══ Task material

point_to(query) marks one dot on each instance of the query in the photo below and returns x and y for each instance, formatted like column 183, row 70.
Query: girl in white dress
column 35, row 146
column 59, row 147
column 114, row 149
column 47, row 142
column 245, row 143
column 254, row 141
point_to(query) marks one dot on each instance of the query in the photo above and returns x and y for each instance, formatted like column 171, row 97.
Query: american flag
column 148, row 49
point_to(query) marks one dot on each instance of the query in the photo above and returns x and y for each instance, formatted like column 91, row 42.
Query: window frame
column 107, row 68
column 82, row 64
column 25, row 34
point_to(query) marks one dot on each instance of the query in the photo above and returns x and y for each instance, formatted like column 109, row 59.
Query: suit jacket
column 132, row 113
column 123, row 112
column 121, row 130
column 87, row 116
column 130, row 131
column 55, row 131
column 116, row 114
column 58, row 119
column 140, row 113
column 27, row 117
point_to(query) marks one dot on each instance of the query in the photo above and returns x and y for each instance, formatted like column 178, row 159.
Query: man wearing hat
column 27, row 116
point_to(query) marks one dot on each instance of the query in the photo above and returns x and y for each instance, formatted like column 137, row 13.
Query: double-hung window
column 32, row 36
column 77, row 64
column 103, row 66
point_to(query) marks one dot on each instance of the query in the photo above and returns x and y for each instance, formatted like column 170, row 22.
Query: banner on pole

════
══ Task material

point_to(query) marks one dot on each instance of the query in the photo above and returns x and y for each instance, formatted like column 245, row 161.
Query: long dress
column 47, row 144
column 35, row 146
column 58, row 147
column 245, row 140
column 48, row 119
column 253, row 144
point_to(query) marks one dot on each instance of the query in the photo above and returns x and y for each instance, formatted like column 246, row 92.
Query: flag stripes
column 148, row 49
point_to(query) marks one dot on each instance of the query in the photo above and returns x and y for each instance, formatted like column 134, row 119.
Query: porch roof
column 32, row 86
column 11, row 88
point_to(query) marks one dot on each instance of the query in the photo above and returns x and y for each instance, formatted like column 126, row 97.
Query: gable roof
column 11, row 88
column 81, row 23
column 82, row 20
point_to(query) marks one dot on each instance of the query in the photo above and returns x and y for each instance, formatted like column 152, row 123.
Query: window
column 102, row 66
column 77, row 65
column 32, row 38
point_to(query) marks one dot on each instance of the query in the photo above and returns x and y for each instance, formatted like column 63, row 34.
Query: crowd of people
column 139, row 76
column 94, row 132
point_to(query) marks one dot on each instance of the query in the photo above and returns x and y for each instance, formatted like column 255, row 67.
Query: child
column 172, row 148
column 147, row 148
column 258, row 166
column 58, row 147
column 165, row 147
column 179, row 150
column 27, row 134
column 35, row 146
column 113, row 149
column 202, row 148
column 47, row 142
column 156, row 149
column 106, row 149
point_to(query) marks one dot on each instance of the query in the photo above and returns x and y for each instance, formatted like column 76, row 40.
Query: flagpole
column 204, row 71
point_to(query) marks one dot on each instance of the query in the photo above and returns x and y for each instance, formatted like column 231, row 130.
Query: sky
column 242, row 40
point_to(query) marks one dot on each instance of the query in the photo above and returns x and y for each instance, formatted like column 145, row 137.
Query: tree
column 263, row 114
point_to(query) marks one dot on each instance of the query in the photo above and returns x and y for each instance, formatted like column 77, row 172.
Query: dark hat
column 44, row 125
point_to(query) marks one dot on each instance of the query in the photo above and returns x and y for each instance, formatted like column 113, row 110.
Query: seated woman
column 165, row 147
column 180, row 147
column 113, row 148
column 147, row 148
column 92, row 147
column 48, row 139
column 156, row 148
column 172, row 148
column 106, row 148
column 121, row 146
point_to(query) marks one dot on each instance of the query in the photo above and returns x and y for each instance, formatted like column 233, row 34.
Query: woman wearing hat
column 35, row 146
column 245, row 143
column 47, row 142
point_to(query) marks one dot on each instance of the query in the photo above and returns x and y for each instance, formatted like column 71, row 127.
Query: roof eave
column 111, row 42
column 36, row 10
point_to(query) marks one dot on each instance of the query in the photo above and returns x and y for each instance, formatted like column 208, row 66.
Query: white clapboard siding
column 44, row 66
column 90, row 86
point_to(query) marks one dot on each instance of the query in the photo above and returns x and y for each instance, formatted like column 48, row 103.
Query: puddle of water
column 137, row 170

════
══ Task material

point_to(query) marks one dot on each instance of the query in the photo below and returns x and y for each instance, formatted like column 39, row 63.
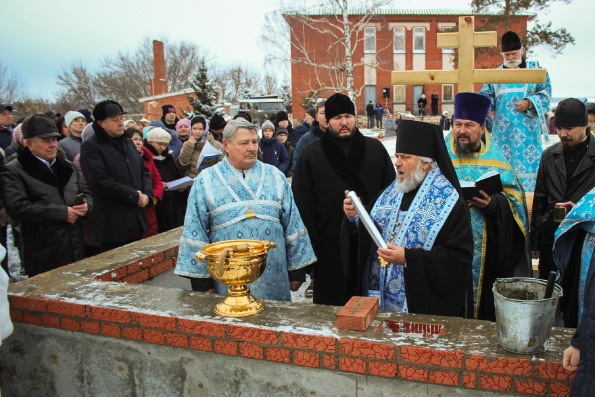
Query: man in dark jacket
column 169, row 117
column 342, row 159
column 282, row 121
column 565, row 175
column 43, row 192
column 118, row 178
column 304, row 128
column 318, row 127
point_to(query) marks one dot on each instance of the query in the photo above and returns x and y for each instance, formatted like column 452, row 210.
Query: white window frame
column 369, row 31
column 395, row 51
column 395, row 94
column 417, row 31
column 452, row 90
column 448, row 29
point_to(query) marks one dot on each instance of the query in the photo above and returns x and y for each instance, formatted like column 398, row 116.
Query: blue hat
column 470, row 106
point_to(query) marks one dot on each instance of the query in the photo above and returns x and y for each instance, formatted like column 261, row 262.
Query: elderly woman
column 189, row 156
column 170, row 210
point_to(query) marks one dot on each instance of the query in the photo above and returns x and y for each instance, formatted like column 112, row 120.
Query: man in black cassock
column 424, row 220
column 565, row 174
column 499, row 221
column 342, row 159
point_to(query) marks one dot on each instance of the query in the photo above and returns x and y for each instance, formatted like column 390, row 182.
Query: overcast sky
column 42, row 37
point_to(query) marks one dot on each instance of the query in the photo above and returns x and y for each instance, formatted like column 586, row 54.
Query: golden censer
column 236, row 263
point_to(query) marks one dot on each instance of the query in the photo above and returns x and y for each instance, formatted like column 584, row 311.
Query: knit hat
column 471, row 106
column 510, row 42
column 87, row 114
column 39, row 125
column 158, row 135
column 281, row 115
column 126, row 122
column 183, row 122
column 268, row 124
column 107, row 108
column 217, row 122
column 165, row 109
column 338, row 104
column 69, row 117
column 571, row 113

════

▶ Exercise: Out of the data above, transcribe exactly and only the lines starting with the line that has "183, row 70." and going on through the line that has "109, row 59.", both included.

▶ Response to the task:
point_to(query) marks one dot on each instance of the query in the photo below and returns x and y for each instance, formatted like column 183, row 70.
Query: girl in white dress
column 35, row 146
column 59, row 147
column 114, row 149
column 47, row 142
column 245, row 143
column 254, row 141
point_to(query) marks one dot on each instance of the query in the photo above and returns x and y for each instance, formatted like column 171, row 97.
Query: american flag
column 148, row 49
point_to(query) marks one dot on each instance of the query in the photo above and returns x and y for each instance, formatted like column 91, row 42.
Query: window frame
column 107, row 68
column 82, row 64
column 25, row 34
point_to(query) marks one dot on each instance of the query in the photo above and returns x and y for each instance, formatted like column 109, row 59.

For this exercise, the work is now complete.